▼▼▼
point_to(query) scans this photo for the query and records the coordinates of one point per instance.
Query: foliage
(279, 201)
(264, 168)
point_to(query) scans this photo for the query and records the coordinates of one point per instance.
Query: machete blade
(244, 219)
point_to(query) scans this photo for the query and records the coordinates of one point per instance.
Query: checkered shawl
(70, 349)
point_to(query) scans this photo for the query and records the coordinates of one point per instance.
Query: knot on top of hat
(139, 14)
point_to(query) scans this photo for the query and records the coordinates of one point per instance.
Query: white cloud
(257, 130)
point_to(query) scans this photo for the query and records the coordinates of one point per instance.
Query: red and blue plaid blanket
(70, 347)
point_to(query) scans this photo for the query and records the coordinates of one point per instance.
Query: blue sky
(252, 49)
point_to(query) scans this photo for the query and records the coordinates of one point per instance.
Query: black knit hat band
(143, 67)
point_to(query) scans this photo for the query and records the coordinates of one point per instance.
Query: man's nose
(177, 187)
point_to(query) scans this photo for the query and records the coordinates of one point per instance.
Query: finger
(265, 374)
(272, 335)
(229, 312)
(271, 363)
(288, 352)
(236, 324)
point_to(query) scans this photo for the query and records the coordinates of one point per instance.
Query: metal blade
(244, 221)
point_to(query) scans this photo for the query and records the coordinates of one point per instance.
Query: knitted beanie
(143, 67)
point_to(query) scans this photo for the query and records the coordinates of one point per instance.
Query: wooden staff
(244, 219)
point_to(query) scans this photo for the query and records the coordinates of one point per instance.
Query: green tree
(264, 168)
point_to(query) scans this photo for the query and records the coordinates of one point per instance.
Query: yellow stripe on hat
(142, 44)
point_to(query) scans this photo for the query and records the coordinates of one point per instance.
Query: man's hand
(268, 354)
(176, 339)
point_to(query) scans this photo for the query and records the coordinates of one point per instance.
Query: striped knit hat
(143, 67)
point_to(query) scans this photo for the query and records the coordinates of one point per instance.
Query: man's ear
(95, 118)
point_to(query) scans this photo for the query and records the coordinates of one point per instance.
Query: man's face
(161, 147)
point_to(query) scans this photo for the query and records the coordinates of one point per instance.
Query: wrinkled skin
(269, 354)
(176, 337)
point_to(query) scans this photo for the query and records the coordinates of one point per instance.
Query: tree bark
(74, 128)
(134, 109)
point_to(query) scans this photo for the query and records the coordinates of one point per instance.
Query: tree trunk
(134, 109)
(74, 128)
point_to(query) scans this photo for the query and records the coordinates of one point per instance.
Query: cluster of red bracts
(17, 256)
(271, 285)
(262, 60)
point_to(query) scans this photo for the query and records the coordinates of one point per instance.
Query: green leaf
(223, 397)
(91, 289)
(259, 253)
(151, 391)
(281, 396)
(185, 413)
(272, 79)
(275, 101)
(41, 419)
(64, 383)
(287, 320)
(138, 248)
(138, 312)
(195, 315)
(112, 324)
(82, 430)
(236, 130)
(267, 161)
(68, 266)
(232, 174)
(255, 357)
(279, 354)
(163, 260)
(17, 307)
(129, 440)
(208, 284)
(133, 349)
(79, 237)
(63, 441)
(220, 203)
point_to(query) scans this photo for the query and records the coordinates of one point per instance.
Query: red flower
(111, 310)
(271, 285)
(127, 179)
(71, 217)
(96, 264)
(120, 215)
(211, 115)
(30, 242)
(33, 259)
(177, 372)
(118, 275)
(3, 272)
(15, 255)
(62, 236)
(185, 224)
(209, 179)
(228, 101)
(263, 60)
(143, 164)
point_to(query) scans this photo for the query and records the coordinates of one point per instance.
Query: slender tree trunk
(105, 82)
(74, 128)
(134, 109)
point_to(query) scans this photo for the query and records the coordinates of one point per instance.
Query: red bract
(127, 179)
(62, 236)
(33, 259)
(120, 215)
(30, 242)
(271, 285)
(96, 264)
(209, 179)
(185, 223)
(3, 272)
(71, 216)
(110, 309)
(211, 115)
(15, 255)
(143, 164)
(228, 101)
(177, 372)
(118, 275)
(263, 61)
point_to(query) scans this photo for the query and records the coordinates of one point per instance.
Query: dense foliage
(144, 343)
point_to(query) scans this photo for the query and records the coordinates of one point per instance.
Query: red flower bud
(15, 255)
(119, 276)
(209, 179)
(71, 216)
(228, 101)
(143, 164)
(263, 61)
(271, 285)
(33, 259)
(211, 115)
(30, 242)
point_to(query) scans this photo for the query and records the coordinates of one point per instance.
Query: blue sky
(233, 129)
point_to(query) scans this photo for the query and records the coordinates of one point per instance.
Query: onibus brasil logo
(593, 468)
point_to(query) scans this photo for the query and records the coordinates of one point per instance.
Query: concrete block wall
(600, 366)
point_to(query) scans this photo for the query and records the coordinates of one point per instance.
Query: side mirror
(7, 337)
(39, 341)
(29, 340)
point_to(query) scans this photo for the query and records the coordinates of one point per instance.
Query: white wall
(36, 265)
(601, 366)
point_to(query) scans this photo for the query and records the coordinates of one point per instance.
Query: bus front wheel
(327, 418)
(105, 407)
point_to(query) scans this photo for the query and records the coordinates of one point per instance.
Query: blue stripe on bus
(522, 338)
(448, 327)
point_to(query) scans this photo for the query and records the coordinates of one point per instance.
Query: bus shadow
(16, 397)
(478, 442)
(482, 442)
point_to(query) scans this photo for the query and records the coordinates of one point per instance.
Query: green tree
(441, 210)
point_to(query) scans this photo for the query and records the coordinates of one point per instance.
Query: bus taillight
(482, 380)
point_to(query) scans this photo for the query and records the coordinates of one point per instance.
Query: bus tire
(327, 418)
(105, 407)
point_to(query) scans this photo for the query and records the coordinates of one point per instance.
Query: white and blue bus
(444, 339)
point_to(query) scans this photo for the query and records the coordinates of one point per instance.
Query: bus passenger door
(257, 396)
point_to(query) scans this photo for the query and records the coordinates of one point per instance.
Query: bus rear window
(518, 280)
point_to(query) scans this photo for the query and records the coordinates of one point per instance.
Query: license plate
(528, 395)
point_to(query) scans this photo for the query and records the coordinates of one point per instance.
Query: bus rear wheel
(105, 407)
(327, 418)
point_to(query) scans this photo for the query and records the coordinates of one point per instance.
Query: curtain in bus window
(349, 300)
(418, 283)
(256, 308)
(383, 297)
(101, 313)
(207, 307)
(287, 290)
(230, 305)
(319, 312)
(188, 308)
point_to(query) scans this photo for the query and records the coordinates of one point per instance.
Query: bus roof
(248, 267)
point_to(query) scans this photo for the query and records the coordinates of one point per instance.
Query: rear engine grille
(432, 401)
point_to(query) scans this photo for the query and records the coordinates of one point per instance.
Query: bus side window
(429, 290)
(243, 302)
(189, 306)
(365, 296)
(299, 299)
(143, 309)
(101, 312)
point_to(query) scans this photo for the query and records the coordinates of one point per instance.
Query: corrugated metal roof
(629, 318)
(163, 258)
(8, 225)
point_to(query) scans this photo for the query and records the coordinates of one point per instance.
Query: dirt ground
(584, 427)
▲▲▲
STATED GOAL: Repeat every record exactly as written, please.

EXERCISE OUTPUT:
point_to(query) scans this photo for the query and records the coordinates of one point per instance.
Query: foliage
(279, 201)
(264, 168)
point_to(query) scans this photo for the query and records the coordinates of one point per instance.
Query: machete blade
(244, 219)
point_to(query) scans this photo for the query and records the coordinates of one point per instance.
Query: checkered shawl
(70, 349)
point_to(query) scans this photo for the query and records the coordinates of one point per instance.
Query: knot on top of hat
(139, 14)
point_to(query) scans this photo for the query and records the coordinates of one point per instance.
Query: white cloud
(257, 130)
point_to(query) scans this photo for the query and records the coordinates of one point per instance.
Query: red and blue plaid blanket
(70, 347)
point_to(query) scans this photo for the query and records the coordinates of one point per instance.
Query: blue sky
(252, 49)
point_to(query) scans this photo for the query and records the coordinates of one point per instance.
Query: black knit hat band
(143, 67)
point_to(query) scans this photo for the query and records the coordinates of one point per instance.
Query: man's nose
(177, 187)
point_to(query) scans this photo for the query and records the coordinates of one point per instance.
Query: finger
(265, 374)
(272, 335)
(229, 312)
(271, 363)
(288, 352)
(236, 324)
point_to(query) scans this photo for the query and records the coordinates of one point per instance.
Query: metal blade
(244, 221)
point_to(query) scans this photo for the query and records the coordinates of one point per instance.
Query: knitted beanie
(143, 67)
point_to(query) scans this photo for the query and records the coordinates of one point per instance.
Query: wooden staff
(244, 219)
point_to(query) scans this photo for the query and records the coordinates of one point per instance.
Query: green tree
(264, 168)
point_to(query) scans this photo for the query and records the coordinates of one point per instance.
Query: yellow stripe on hat
(142, 44)
point_to(query) scans this photo for the query and records the coordinates of one point per instance.
Query: man's hand
(268, 354)
(176, 339)
point_to(query) scans this photo for the query and records the coordinates of one point per instance.
Query: striped knit hat
(143, 67)
point_to(query) scans this photo for the query and records the coordinates of one point per instance.
Query: man's ear
(95, 118)
point_to(query) scans this photo for the query and records the coordinates of one point per instance.
Query: man's face
(161, 147)
point_to(query) scans this photo for the query and records the coordinates of one point per instance.
Query: wrinkled skin
(269, 354)
(176, 337)
point_to(query) scans this photo for the query and records the coordinates of one point per instance.
Query: tree bark
(74, 128)
(134, 109)
point_to(query) scans this photo for the query and records the coordinates of one point per instance.
Query: tree trunk
(134, 109)
(74, 128)
point_to(query) scans this photo for the query and records the coordinates of one point per instance.
Query: cluster of red bracts
(17, 256)
(271, 285)
(262, 60)
point_to(query) scans this photo for the query and records the coordinates of one point per instance.
Query: green leaf
(223, 397)
(91, 289)
(259, 253)
(151, 391)
(281, 396)
(185, 413)
(272, 79)
(275, 101)
(41, 419)
(64, 383)
(287, 320)
(138, 248)
(138, 312)
(195, 315)
(112, 324)
(82, 430)
(236, 130)
(267, 161)
(68, 266)
(232, 174)
(255, 357)
(279, 354)
(163, 260)
(17, 307)
(129, 440)
(208, 284)
(133, 349)
(79, 237)
(63, 441)
(220, 203)
point_to(query) scans this photo for the query and records the coordinates of one point per instance.
Query: red flower
(111, 310)
(271, 285)
(127, 179)
(71, 217)
(96, 264)
(120, 215)
(211, 115)
(30, 242)
(33, 259)
(177, 372)
(118, 275)
(3, 272)
(15, 255)
(62, 236)
(185, 224)
(209, 179)
(228, 101)
(263, 60)
(143, 164)
point_to(query) scans this photo for the query and records the coordinates of one point per instance.
Query: slender tree trunk
(105, 82)
(74, 128)
(134, 109)
point_to(query) scans this photo for the query and records the coordinates of one point per instance.
Query: red bract
(127, 179)
(62, 236)
(33, 259)
(120, 215)
(30, 242)
(271, 285)
(96, 264)
(209, 179)
(185, 223)
(3, 272)
(71, 216)
(110, 309)
(211, 115)
(15, 255)
(143, 164)
(228, 101)
(177, 372)
(118, 275)
(263, 61)
point_to(query) scans this photo for the query and records the coordinates of one point per instance.
Query: dense foliage
(144, 343)
point_to(query) scans this photo for the query and records the coordinates of one point per instance.
Query: red flower bud
(15, 255)
(119, 276)
(209, 179)
(71, 216)
(228, 101)
(143, 164)
(263, 61)
(271, 285)
(33, 259)
(211, 115)
(30, 242)
point_to(query) scans this photo for the query and records the coordinates of one point per instance.
Query: blue sky
(233, 129)
point_to(query) scans this photo for the query and records the coordinates of one point per instance.
Query: onibus brasil logo
(593, 468)
point_to(query) scans this photo for the query and records the coordinates of one point per instance.
Query: concrete block wall
(600, 366)
point_to(query) scans this photo for the query and records the coordinates of one point per instance.
Query: side mirror
(7, 337)
(39, 341)
(29, 340)
point_to(query) scans this photo for the query and records the coordinates of one point per instance.
Query: white wall
(36, 265)
(601, 366)
point_to(query) scans this photo for the query and records the coordinates of one point per instance.
Query: bus front wheel
(327, 418)
(105, 407)
point_to(query) scans this photo for the query and records the coordinates of one point per instance.
Query: blue stripe on bus
(522, 338)
(448, 327)
point_to(query) scans this photo for the query and records the coordinates of one point per instance.
Query: bus shadow
(16, 397)
(478, 442)
(482, 442)
point_to(query) scans this photo for the query and records the coordinates of one point per instance.
Query: green tree
(441, 210)
point_to(query) scans this photo for the query and records the coordinates of one point per instance.
Query: bus taillight
(482, 380)
point_to(query) scans this photo for the query and records the coordinates of one point per instance.
Query: bus tire
(327, 418)
(105, 407)
point_to(query) scans this photo for the query and records the coordinates of one point per instance.
Query: white and blue bus
(444, 339)
point_to(query) scans this photo for the query and records the coordinates of one point per instance.
Query: bus passenger door
(257, 396)
point_to(query) scans this photo for the query and records the coordinates of one point per instance.
Query: bus rear window
(518, 280)
point_to(query) scans this photo for the query and records the coordinates of one point per instance.
Query: license plate
(528, 395)
point_to(query) scans this photo for the query and records the coordinates of one point per instance.
Query: bus rear wheel
(105, 407)
(327, 418)
point_to(query) scans this photo for the query and records the coordinates of one point per instance.
Query: curtain in bus window
(349, 300)
(418, 283)
(256, 308)
(383, 297)
(101, 313)
(207, 307)
(287, 290)
(230, 305)
(319, 312)
(188, 308)
point_to(query) scans this photo for the query and records the coordinates of one point per instance.
Query: bus roof
(248, 267)
point_to(query) scans this photo for the query and records the coordinates of one point per instance.
Query: rear engine grille
(432, 401)
point_to(query) scans this photo for the query and records the coordinates of one point per instance.
Query: bus side window
(429, 290)
(243, 302)
(189, 306)
(365, 296)
(299, 299)
(143, 309)
(101, 312)
point_to(query) scans this photo for the query and records the coordinates of one point per instance.
Query: corrugated metal roof
(629, 318)
(163, 258)
(8, 225)
point_to(query) scans this photo for the query and records the coordinates of one point per instance.
Query: dirt ground
(584, 427)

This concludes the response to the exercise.